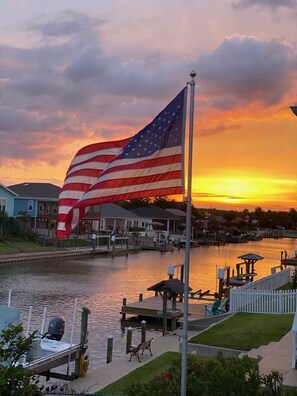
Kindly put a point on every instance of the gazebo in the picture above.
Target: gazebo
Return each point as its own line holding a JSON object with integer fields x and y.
{"x": 169, "y": 289}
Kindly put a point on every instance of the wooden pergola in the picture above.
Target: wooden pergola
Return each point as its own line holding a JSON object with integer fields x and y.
{"x": 169, "y": 289}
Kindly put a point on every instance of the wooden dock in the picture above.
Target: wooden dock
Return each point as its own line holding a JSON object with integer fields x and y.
{"x": 289, "y": 261}
{"x": 153, "y": 307}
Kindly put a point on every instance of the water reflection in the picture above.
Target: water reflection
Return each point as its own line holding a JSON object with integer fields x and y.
{"x": 101, "y": 283}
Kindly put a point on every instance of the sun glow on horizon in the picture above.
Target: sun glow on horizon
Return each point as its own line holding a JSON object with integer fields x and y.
{"x": 246, "y": 191}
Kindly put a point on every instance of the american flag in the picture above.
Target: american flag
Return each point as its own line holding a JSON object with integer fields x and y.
{"x": 150, "y": 164}
{"x": 85, "y": 168}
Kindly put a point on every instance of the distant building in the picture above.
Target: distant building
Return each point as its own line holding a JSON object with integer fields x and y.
{"x": 40, "y": 202}
{"x": 6, "y": 200}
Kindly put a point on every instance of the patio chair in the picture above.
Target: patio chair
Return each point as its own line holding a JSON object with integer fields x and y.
{"x": 216, "y": 308}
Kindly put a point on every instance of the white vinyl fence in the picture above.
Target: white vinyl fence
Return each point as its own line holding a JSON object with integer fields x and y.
{"x": 262, "y": 297}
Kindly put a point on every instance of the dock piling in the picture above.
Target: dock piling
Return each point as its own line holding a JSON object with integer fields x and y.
{"x": 129, "y": 339}
{"x": 109, "y": 349}
{"x": 124, "y": 303}
{"x": 143, "y": 331}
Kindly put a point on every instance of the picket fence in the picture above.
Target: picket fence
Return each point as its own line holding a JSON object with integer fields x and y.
{"x": 261, "y": 296}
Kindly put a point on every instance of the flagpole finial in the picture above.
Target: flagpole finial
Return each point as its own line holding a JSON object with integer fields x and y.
{"x": 193, "y": 74}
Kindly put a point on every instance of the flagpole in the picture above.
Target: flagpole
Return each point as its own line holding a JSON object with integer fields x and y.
{"x": 188, "y": 200}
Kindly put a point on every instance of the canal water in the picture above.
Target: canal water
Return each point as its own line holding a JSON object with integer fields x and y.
{"x": 100, "y": 284}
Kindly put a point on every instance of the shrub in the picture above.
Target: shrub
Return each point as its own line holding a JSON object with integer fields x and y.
{"x": 16, "y": 380}
{"x": 219, "y": 376}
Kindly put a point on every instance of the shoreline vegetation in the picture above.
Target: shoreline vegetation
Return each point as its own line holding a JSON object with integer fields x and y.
{"x": 241, "y": 331}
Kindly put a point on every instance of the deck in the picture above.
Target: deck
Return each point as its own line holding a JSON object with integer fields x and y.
{"x": 153, "y": 307}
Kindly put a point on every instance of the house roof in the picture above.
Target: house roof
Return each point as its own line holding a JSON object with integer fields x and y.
{"x": 36, "y": 190}
{"x": 177, "y": 212}
{"x": 170, "y": 285}
{"x": 154, "y": 212}
{"x": 251, "y": 256}
{"x": 7, "y": 189}
{"x": 112, "y": 210}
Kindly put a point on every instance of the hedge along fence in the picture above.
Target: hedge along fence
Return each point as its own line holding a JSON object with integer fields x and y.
{"x": 262, "y": 297}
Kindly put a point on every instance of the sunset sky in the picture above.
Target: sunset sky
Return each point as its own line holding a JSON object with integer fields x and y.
{"x": 76, "y": 72}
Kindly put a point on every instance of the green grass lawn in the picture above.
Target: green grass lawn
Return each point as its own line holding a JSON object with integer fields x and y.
{"x": 142, "y": 374}
{"x": 241, "y": 331}
{"x": 246, "y": 331}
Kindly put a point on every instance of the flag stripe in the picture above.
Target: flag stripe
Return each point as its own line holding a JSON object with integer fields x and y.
{"x": 86, "y": 167}
{"x": 143, "y": 192}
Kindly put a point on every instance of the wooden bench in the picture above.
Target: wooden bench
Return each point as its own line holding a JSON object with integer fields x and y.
{"x": 134, "y": 351}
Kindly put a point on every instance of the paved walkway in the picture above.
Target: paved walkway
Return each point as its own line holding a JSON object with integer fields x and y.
{"x": 105, "y": 375}
{"x": 275, "y": 356}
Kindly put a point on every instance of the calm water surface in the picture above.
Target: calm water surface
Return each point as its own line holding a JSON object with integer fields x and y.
{"x": 101, "y": 283}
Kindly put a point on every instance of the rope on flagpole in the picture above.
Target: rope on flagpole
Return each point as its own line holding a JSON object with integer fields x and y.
{"x": 188, "y": 201}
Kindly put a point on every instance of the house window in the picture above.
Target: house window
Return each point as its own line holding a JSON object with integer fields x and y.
{"x": 3, "y": 204}
{"x": 30, "y": 205}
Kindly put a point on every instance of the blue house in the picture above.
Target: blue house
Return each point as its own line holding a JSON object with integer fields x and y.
{"x": 6, "y": 200}
{"x": 40, "y": 202}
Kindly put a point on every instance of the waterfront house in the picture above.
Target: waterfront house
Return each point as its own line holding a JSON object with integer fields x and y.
{"x": 6, "y": 200}
{"x": 153, "y": 217}
{"x": 114, "y": 218}
{"x": 40, "y": 202}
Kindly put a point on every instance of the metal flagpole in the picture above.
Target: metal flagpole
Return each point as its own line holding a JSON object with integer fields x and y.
{"x": 188, "y": 200}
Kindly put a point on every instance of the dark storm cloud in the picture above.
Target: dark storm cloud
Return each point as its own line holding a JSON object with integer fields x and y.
{"x": 243, "y": 70}
{"x": 70, "y": 83}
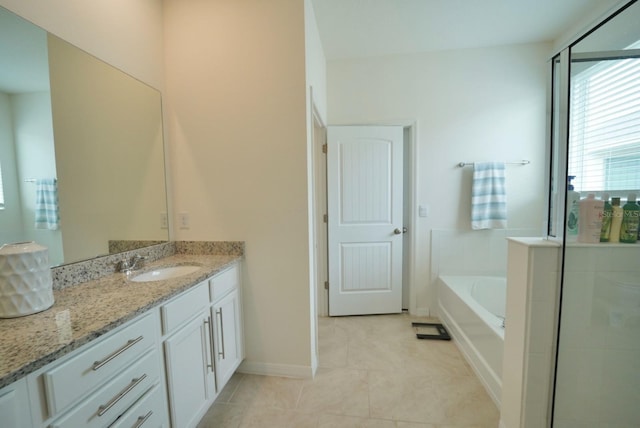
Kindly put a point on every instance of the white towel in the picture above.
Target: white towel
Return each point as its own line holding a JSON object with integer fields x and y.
{"x": 488, "y": 196}
{"x": 47, "y": 216}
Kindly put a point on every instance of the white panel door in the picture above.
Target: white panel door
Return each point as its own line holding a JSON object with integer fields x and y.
{"x": 364, "y": 200}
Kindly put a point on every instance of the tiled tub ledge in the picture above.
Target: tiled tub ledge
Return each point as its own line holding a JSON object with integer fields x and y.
{"x": 88, "y": 309}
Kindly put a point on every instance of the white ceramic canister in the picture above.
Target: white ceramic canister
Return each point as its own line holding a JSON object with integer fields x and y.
{"x": 26, "y": 285}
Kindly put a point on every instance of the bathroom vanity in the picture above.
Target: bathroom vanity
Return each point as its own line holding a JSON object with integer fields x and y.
{"x": 115, "y": 352}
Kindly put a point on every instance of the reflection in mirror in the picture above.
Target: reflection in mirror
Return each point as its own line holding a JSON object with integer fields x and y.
{"x": 107, "y": 164}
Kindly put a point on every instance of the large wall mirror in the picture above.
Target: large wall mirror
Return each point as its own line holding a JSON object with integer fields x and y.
{"x": 78, "y": 130}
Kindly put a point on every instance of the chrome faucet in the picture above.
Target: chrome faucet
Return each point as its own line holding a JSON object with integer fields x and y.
{"x": 128, "y": 266}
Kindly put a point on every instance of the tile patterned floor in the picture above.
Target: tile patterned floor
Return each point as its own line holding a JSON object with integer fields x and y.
{"x": 373, "y": 373}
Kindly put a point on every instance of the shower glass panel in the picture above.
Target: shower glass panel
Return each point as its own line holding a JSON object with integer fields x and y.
{"x": 597, "y": 380}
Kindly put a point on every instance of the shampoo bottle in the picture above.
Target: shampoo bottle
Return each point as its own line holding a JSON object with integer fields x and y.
{"x": 616, "y": 220}
{"x": 607, "y": 215}
{"x": 630, "y": 220}
{"x": 590, "y": 221}
{"x": 573, "y": 200}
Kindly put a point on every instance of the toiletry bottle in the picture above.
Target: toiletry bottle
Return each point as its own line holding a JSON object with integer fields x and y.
{"x": 590, "y": 221}
{"x": 616, "y": 220}
{"x": 630, "y": 220}
{"x": 607, "y": 215}
{"x": 573, "y": 199}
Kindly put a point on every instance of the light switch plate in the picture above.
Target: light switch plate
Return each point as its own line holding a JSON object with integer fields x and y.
{"x": 164, "y": 221}
{"x": 183, "y": 220}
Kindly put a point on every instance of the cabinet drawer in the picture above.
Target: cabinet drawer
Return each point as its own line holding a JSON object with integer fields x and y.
{"x": 224, "y": 282}
{"x": 104, "y": 406}
{"x": 184, "y": 307}
{"x": 149, "y": 411}
{"x": 76, "y": 377}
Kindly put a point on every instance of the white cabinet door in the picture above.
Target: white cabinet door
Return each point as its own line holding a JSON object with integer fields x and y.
{"x": 14, "y": 405}
{"x": 228, "y": 337}
{"x": 190, "y": 374}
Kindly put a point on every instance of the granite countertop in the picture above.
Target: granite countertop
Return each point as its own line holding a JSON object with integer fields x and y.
{"x": 86, "y": 311}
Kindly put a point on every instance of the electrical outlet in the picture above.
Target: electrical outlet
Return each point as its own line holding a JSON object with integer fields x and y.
{"x": 183, "y": 219}
{"x": 164, "y": 221}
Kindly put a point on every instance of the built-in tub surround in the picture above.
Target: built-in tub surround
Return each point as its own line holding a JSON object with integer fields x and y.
{"x": 86, "y": 309}
{"x": 532, "y": 288}
{"x": 472, "y": 308}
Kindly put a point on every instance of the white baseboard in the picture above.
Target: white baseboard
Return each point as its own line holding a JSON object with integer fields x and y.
{"x": 421, "y": 312}
{"x": 269, "y": 369}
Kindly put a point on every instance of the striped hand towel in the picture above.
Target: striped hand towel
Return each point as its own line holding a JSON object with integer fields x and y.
{"x": 488, "y": 196}
{"x": 47, "y": 216}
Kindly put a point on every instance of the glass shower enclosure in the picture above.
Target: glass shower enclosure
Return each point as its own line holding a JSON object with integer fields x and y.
{"x": 595, "y": 137}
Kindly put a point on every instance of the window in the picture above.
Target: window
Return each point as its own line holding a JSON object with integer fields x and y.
{"x": 604, "y": 131}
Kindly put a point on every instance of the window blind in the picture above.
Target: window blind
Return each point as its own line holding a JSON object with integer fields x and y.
{"x": 604, "y": 131}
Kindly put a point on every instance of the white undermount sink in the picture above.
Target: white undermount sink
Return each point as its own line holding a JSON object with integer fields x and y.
{"x": 162, "y": 273}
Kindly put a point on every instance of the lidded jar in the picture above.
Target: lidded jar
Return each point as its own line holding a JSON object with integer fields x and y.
{"x": 26, "y": 285}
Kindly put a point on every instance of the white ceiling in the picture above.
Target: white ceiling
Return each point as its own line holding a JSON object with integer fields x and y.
{"x": 362, "y": 28}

★ ★ ★ ★ ★

■ **Task to carry out**: Retype, in the same exact form, the lines of the material above from the line holding "Kindly put a point on every instance of the white towel" through the line holding "Target: white panel door".

■ **Finished exercise**:
Kindly put a point on every instance of the white towel in the picture above.
Target: white towel
Return each point as its own line holding a JSON object with integer fields x and y.
{"x": 488, "y": 196}
{"x": 47, "y": 216}
Kindly put a point on every instance of the white panel door in the picture above.
Target: white panel door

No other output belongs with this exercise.